SET TASK
Determine how many of the rows below contain the string 'single', and give only that number.

[START OF EXERCISE MATERIAL]

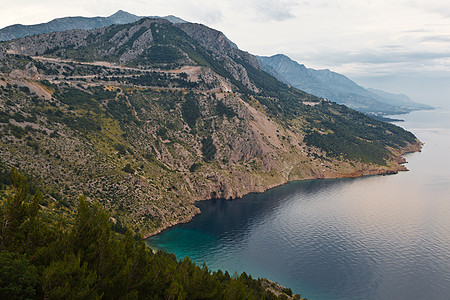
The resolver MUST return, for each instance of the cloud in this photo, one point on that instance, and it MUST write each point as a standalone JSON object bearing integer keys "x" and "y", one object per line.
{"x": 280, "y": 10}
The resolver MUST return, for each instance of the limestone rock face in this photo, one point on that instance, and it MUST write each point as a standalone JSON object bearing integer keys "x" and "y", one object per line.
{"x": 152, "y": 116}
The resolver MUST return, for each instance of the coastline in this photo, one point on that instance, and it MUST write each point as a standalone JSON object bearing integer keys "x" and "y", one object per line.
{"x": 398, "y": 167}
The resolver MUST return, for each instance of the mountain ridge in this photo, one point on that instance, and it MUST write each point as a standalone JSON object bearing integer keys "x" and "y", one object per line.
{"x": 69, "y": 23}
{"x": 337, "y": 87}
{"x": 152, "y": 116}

[END OF EXERCISE MATERIAL]
[START OF EXERCISE MATERIAL]

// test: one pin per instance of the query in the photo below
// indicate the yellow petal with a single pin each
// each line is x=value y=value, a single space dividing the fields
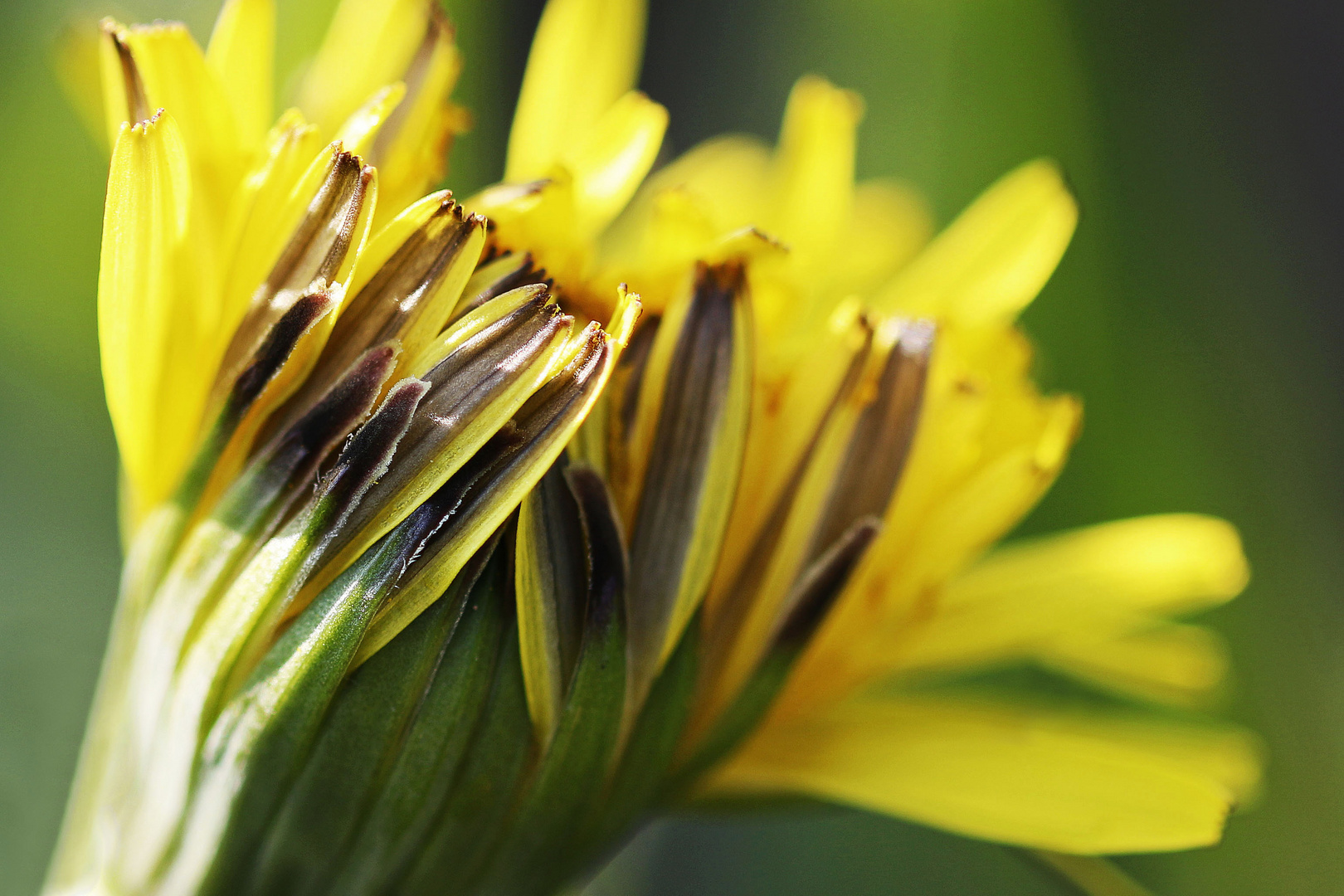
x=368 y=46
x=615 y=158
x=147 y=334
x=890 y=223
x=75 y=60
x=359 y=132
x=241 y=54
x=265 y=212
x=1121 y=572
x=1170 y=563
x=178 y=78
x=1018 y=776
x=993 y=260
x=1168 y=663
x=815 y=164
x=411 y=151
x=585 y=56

[END OF EXERCISE MATERIAL]

SOLUTION BELOW
2